> **Qué debes hacer**
1. Responde estas preguntas según el fragmento sobre hacer felices a los demás:
(a) Según la cita inicial, ¿qué sería el mundo si cada uno buscara hacer feliz al que vive a su lado?
(b) ¿A quién se atribuye esa cita?
(c) Según el párrafo final, ¿qué entorno y qué convivencia podemos mejorar con esta actividad?
2. Cambia "enormes satisfacciones" por "grandes alegrías" y reproduce el pasaje del fragmento sobre hacer felices a los demás que empieza en "De las muchas" y termina en "la vida social.".
3. Prosigue el fragmento sobre hacer felices a los demás a partir del punto en que se detiene.

> **Fragmento proporcionado**
==============================

Si cada uno buscara hacer feliz
al que vive a su lado,
el mundo sería un paraíso.
Goethe

De las muchas cosas   que podemos hacer por los demás, hay una en particular que engrandece nuestro espíritu: es aquella de producir o provocar en otros alguna felicidad. Además de darnos enormes satisfacciones esta es una de las actividades cotidianas que podemos llevar a cabo para mejorar nuestro entorno familiar y nuestra convivencia en el trabajo o en la vida social.

==============================

> **Líneas de datos**
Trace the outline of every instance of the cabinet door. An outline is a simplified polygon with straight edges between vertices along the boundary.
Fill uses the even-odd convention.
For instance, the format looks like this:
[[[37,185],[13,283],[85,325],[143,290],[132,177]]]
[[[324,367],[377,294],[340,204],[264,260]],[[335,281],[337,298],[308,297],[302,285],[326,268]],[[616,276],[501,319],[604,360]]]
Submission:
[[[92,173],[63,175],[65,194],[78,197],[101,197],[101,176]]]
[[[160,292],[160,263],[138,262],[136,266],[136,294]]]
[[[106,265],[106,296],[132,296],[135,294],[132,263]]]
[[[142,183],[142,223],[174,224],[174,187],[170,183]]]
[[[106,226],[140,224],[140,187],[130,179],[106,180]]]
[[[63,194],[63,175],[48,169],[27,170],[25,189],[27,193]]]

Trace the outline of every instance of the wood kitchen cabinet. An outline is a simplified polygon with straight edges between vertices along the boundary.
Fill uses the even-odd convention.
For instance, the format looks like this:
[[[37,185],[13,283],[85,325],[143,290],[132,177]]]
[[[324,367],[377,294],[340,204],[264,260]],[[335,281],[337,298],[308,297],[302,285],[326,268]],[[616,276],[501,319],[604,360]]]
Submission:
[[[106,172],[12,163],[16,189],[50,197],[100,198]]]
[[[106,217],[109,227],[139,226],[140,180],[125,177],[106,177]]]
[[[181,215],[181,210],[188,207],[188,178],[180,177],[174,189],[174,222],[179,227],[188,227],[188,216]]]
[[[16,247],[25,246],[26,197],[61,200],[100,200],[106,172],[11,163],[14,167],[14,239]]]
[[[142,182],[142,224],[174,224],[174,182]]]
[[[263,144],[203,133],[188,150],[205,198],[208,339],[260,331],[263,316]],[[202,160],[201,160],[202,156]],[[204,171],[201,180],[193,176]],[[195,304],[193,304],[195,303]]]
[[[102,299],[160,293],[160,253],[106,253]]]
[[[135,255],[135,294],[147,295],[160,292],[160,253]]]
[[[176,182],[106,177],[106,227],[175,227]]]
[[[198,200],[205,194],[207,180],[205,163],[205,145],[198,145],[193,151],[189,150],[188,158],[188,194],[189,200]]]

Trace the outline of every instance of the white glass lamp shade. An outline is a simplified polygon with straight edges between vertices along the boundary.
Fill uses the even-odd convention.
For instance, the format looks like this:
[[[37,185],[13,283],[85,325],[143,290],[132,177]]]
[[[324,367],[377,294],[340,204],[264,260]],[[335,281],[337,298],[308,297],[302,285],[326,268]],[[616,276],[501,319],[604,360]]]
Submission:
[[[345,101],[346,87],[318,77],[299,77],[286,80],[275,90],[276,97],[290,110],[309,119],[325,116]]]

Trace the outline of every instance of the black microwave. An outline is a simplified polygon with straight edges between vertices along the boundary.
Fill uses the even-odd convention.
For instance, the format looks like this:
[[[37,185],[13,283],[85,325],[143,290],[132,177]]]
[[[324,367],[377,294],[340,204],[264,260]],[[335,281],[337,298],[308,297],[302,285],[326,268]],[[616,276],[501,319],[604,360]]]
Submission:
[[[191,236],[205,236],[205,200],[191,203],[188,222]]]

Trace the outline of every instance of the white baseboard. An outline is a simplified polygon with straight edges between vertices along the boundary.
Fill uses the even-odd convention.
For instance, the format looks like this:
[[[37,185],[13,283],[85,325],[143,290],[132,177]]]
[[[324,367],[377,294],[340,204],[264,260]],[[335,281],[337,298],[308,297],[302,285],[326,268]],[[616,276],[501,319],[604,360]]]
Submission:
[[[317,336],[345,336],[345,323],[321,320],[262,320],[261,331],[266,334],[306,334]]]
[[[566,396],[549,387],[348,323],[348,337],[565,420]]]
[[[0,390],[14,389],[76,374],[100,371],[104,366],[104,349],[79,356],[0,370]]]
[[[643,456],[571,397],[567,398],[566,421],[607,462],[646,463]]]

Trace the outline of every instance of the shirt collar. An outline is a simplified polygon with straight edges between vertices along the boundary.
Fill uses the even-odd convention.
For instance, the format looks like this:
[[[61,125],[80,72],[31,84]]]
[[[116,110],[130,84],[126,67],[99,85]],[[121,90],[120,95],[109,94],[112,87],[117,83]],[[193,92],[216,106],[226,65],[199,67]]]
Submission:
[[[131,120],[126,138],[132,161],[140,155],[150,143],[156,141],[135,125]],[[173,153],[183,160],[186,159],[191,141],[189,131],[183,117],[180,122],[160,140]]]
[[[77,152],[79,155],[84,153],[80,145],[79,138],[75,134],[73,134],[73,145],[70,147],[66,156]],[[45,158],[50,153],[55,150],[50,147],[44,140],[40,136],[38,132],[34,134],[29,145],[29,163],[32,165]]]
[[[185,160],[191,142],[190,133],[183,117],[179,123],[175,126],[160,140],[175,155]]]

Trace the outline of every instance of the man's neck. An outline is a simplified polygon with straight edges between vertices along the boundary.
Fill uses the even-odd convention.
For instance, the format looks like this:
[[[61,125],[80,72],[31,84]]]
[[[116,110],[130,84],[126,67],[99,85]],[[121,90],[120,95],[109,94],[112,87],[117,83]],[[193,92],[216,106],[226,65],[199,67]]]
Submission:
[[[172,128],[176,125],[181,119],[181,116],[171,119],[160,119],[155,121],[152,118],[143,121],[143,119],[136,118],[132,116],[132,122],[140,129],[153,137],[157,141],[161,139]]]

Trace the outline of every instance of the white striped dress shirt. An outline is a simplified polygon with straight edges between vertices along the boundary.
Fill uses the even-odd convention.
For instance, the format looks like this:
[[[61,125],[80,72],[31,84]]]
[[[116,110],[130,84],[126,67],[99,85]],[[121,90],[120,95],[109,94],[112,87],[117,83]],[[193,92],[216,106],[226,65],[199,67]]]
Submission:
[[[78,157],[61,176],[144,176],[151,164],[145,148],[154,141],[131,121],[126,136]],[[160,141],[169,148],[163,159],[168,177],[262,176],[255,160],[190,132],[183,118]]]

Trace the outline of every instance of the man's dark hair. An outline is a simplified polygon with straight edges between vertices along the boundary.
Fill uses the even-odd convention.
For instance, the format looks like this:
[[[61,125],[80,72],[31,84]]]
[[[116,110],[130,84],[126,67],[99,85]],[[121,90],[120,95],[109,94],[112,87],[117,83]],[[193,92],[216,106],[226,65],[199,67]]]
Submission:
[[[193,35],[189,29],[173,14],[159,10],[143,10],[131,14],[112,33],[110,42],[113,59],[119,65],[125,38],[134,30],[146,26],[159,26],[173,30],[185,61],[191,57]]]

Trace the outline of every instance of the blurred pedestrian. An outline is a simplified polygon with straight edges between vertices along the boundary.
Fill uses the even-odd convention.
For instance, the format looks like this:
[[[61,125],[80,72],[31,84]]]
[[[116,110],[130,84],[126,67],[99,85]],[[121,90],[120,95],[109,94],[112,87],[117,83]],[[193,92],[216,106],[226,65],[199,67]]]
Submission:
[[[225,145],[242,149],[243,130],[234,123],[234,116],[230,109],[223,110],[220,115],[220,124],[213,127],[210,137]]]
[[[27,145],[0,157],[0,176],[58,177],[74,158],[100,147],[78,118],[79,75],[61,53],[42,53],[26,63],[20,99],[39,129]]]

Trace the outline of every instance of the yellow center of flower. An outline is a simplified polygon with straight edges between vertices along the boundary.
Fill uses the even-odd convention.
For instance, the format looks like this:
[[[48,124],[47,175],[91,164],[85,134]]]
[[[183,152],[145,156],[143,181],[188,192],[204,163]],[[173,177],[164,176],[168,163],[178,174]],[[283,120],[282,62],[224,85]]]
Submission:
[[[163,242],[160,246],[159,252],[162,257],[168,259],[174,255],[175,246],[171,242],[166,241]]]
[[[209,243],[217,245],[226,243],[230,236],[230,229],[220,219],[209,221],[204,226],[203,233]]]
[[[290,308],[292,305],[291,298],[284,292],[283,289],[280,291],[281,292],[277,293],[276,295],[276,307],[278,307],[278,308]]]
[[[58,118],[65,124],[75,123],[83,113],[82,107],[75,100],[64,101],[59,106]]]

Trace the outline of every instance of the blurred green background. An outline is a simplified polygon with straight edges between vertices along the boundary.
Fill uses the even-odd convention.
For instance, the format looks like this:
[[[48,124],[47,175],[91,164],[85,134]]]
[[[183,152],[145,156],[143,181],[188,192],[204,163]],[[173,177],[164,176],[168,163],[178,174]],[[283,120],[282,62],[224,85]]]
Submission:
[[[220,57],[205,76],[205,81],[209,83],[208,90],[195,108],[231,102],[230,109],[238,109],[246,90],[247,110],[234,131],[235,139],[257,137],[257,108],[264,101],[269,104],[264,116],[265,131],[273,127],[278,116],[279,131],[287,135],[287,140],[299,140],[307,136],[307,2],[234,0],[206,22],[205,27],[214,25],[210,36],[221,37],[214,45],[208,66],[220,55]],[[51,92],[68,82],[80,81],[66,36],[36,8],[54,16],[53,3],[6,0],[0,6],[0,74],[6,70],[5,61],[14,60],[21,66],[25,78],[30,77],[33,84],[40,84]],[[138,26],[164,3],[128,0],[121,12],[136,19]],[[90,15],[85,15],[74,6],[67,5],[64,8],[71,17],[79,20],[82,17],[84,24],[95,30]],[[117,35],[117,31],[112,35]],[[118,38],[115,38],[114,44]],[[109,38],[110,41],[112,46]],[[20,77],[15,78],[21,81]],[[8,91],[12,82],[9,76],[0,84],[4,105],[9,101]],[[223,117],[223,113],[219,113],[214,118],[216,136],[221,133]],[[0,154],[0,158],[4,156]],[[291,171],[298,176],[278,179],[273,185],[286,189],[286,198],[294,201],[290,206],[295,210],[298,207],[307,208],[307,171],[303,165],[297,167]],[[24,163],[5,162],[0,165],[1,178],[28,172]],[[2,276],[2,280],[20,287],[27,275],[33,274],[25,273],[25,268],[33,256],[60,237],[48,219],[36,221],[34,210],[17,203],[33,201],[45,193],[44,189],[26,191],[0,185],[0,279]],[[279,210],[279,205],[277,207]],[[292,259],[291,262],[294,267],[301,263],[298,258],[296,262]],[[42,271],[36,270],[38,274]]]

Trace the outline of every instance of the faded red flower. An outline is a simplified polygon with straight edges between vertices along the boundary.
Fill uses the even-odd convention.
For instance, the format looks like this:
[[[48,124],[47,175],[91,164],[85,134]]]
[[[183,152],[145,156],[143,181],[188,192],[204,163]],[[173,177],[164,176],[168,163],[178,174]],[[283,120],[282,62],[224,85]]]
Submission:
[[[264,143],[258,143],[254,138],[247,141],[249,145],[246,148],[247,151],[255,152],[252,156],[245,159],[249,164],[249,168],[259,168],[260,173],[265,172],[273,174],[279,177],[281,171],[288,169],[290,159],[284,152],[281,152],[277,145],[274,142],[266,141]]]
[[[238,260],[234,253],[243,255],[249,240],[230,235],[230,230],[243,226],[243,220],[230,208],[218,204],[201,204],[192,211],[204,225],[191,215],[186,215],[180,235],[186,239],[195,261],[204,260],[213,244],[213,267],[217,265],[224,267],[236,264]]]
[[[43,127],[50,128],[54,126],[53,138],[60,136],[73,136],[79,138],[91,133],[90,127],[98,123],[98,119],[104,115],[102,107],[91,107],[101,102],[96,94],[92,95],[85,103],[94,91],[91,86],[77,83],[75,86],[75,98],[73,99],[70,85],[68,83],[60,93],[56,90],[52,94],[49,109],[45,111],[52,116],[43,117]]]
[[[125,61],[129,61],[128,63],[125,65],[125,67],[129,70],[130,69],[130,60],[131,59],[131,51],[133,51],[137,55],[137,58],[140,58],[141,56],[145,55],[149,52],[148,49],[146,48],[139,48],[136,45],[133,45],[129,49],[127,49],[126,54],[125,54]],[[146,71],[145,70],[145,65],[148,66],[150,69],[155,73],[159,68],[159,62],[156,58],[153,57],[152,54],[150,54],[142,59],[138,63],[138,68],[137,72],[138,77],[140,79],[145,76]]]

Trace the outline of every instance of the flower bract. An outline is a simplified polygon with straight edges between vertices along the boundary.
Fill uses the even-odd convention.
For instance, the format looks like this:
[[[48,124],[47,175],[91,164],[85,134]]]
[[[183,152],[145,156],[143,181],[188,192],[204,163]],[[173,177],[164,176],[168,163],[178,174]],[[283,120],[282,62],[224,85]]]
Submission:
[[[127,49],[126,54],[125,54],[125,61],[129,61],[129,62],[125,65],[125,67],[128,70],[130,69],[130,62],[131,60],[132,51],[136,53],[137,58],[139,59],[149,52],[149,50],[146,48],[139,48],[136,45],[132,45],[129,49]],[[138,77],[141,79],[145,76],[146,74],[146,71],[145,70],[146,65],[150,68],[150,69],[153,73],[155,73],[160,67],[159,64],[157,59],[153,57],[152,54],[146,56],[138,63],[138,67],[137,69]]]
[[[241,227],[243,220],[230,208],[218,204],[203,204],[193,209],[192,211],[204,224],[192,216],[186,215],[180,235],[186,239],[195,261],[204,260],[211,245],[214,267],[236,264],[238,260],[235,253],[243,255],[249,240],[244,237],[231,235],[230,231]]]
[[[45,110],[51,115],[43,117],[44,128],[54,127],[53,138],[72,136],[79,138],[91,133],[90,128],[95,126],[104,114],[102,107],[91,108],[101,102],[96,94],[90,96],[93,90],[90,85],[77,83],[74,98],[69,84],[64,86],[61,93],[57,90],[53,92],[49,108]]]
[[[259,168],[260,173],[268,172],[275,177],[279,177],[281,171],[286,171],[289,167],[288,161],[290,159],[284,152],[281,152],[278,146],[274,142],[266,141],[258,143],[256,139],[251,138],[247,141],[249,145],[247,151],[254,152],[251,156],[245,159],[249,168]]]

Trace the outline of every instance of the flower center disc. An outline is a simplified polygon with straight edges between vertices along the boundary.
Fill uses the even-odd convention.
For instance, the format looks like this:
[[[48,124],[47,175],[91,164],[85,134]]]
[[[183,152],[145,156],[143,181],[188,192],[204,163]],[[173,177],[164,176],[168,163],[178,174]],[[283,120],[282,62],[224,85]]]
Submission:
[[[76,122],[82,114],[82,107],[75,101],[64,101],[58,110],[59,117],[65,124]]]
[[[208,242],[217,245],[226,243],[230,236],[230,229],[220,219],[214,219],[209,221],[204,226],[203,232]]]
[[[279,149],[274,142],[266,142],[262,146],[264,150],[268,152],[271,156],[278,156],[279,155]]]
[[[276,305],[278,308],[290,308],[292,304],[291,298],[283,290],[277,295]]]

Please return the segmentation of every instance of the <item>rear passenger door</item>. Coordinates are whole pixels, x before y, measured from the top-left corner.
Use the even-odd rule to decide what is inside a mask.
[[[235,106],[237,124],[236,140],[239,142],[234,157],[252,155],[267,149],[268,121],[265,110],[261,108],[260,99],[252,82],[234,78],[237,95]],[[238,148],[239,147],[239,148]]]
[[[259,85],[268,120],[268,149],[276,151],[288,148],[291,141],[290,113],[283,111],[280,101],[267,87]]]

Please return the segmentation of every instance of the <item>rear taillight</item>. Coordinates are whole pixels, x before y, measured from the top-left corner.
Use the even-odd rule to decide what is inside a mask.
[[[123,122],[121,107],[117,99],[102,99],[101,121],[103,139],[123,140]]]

==============================

> **Resultados del ejercicio**
1.
(a) Sería un paraíso.
(b) A Goethe.
(c) Nuestro entorno familiar y nuestra convivencia en el trabajo o en la vida social.

2.
De las muchas cosas   que podemos hacer por los demás, hay una en particular que engrandece nuestro espíritu: es aquella de producir o provocar en otros alguna felicidad. Además de darnos grandes alegrías esta es una de las actividades cotidianas que podemos llevar a cabo para mejorar nuestro entorno familiar y nuestra convivencia en el trabajo o en la vida social.

3.
Por supuesto, para lograr este cometido tenemos que orientar nuestra voluntad hacia tal fin. Hay que disponer el corazón y el entendimiento hacia una preocupación o una atención suprema por nuestro hermano o por nuestro compañero. Mirar y detallar cuáles son sus necesidades más urgentes, cuáles sus demandas más acuciantes, cuáles sus clamores más dignos de solicitud. Es necesario tomarnos un tiempo para leer con cuidado esas carencias o esas llamadas que otro ser humano lanza explícita o tácitamente. Porque no siempre los demás dicen tales cosas a pleno pulmón; muy por el contrario, apenas lo sugieren o lo señalan con cierto ademán o alguna palabra indirecta. De allí por qué debamos tener enfilado nuestro espíritu hacia esos “auxilios” lanzados en baja frecuencia o hacia esos “apóyenme” expresados a través del mutismo de una mirada.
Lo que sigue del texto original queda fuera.